I could possibly be the worst daughter on the planet.

Last Friday was my mother’s birthday.

Did I write about her like I write about other people who are dear to my heart when it’s their birthday?

No.  I wrote about music. Seriously.

I remembered this fact at 11:30 p.m. on April 15.  I didn’t forget her birthday – I can confidently say I would never do that. I had just forgotten to write about her.   I was almost comatose when this startled me awake for a moment and I proceeded to make myself feel horrid.  However, I was not coherent enough to get up and write so the post on music it was.

Even though we are now three days past her birthday, without further ado, allow me to tell you a little bit about the woman I call “mom”.

Ahh…my mother.  She is perhaps the single most reason why I am even able to be upright in this world today.

The woman epitomizes grace to a degree I cannot fathom.  She is forever telling me why I need to see things from other perspectives while at the same time acknowledging my own and usually siding with me because after all, I am her only child.

She listens well when I am unloading.  She will then say things like “I know, honey.  But you are doing such a good job with__________.  It is tough and yet you do __________with such grace.  Now, you are going to be OK.  I am very worried about your schedule though. I just think you do too much, honey.  Can you say “no” to some of these things?”

My mother is forever obsessed with my schedule and has told me that I try to do too much since I can remember.  In fact, it’s a standing joke between us but nonetheless, after unloading on her, I feel heard.  Even when my house is incredibly loud (which is pretty much always) and I feel that no one else is ever hearing me, my mother hears every word I speak.  And acknowledges it.

Sorta reminds me of God.

I believe God gives us our children not for us to teach them about Jesus but to teach us about Jesus.  Once I had my own babies, I started to develop a deeper understanding of the kind of love God has for me.

I fail often at modeling Jesus for my children.

• [RECORDS]
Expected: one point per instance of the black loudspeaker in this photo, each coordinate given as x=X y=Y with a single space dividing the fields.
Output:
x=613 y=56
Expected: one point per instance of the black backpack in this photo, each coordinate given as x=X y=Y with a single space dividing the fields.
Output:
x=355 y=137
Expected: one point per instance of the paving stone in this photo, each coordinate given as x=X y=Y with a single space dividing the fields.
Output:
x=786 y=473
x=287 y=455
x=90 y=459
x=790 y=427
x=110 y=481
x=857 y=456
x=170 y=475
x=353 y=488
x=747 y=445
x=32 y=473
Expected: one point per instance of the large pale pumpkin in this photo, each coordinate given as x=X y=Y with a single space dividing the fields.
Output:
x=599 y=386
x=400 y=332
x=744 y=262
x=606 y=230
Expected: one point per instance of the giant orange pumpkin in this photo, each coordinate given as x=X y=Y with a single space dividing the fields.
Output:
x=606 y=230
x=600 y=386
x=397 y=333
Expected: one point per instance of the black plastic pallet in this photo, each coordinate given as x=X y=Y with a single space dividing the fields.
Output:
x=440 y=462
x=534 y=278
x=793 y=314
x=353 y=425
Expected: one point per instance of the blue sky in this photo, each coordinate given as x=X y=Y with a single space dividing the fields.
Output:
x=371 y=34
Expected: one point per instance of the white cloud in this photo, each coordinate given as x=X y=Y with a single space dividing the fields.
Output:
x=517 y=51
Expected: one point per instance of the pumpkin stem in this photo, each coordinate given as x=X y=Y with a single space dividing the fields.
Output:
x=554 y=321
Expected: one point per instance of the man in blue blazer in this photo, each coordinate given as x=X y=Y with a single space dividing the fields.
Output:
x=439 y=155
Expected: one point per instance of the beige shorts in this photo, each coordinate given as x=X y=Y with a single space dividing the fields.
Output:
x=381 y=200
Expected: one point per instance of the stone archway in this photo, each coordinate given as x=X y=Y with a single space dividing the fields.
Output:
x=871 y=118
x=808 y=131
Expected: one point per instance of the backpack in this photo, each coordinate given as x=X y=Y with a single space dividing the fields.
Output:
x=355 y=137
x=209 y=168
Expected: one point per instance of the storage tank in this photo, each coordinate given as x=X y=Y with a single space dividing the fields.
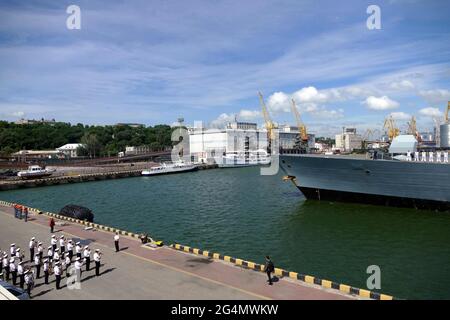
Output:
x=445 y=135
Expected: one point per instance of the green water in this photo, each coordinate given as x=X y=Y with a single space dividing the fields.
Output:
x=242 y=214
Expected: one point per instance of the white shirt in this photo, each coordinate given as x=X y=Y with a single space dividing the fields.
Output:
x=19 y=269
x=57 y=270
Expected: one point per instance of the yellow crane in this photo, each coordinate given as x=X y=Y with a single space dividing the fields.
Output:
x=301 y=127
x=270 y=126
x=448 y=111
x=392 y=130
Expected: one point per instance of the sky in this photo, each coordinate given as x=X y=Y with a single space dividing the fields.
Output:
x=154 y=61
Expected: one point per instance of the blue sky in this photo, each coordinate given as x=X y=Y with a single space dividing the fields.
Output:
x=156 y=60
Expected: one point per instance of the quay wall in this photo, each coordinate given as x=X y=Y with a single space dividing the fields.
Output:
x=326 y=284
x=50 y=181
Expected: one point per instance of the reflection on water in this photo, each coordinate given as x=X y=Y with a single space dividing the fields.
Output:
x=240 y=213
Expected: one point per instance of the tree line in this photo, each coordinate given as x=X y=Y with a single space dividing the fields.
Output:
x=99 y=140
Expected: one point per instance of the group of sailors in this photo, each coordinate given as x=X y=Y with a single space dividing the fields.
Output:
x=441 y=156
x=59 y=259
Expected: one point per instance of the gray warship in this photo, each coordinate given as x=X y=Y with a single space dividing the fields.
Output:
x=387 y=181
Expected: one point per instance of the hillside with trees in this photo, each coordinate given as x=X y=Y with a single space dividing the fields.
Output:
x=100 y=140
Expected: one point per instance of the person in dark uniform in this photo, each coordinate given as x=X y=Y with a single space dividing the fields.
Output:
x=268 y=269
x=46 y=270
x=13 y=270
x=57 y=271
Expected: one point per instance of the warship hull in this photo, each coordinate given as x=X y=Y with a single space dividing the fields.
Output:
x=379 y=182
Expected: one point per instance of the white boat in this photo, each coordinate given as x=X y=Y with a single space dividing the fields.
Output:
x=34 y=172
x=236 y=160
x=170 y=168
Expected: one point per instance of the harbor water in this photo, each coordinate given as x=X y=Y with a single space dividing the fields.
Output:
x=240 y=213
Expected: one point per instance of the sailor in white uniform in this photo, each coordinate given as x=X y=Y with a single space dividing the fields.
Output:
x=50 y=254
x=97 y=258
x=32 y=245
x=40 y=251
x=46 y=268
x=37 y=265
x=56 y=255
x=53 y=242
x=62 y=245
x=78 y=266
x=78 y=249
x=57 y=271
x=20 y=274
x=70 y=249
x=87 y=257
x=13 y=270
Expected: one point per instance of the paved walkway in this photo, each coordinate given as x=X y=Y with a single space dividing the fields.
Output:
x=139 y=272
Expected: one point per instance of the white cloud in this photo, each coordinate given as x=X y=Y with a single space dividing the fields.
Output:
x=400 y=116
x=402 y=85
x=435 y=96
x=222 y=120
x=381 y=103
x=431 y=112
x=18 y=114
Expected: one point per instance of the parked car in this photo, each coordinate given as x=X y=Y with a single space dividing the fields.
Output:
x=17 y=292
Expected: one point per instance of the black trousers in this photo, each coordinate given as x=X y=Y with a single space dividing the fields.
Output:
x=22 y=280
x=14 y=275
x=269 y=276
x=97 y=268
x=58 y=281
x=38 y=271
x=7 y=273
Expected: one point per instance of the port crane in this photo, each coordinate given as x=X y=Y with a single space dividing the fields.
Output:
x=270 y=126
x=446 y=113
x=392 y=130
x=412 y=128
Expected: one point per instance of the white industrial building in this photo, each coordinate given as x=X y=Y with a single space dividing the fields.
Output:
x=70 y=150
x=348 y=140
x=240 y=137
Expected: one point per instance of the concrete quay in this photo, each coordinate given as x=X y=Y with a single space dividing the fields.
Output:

• [TASK PROMPT]
Answer these about the post on the writer's mother:
1. What did the writer write about on the mother's birthday instead of writing about her?
2. At what time and on what date did the writer remember this?
3. What is the mother forever obsessed with?

• [ANSWER]
1. Music.
2. At 11:30 p.m. on April 15.
3. The writer's schedule.